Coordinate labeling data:
↓↓↓

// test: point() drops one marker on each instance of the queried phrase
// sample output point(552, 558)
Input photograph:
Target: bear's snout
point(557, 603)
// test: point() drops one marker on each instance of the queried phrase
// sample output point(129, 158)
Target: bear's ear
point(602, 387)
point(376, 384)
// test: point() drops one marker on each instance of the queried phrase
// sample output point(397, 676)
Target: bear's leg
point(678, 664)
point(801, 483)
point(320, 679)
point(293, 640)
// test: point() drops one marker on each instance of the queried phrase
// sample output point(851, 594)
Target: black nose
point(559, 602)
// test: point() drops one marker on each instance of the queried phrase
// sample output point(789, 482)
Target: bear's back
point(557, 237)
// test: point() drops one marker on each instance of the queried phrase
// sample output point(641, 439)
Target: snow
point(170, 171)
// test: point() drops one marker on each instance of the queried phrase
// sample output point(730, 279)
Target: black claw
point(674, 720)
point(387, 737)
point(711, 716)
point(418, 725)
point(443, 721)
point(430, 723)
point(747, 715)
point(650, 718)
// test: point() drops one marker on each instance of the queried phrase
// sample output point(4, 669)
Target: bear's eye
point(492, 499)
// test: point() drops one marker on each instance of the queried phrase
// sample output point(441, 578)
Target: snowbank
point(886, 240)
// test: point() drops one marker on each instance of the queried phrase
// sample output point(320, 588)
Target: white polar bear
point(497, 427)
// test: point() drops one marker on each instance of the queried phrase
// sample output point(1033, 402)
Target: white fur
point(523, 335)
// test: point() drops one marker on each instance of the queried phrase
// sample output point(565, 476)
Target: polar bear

↑↑↑

WHAT TO WORK ON: Copy all of the rows above line for line, without changing a single character.

THE ANSWER:
// test: point() drops one marker on each instance of the queried phrase
// sample output point(552, 558)
Input photograph:
Target: bear's snout
point(557, 603)
// test: point() drops one marker on each instance of the queried phrase
// sample output point(129, 158)
Target: bear's ear
point(602, 387)
point(376, 384)
// test: point() drops one marker on each instance of the queried phrase
// sample output point(397, 676)
Target: bear's leg
point(678, 664)
point(801, 483)
point(320, 679)
point(293, 640)
// test: point() drops one marker on each instance of the queried phrase
// sample output point(851, 594)
Target: black nose
point(559, 602)
// test: point() drops one marker on each instance of the queried phrase
// sample output point(789, 482)
Target: bear's back
point(557, 237)
// test: point() drops one marker on each instance of the queried phrase
// sample output point(641, 439)
Target: snow
point(170, 171)
// test: point() drops one marker on each instance of the queried phrase
// sample output point(730, 279)
Target: black claw
point(674, 720)
point(387, 737)
point(711, 716)
point(418, 725)
point(443, 721)
point(430, 723)
point(747, 715)
point(650, 718)
// test: point() drops one marker on each instance of the queried phrase
// sample output point(4, 669)
Target: bear's eye
point(492, 499)
// test: point() drops one marker on each instance of the queried phrase
// sample output point(441, 578)
Target: snowbank
point(886, 240)
// test: point() drops one marker on each instance of the queried phrase
// sample output point(320, 588)
Target: white polar bear
point(497, 427)
// test: point() drops one marker on each instance of the queried phrase
// sample output point(1033, 402)
Target: white fur
point(523, 335)
// test: point() drops one marker on each instance of the queried phrase
// sample output point(565, 476)
Target: polar bear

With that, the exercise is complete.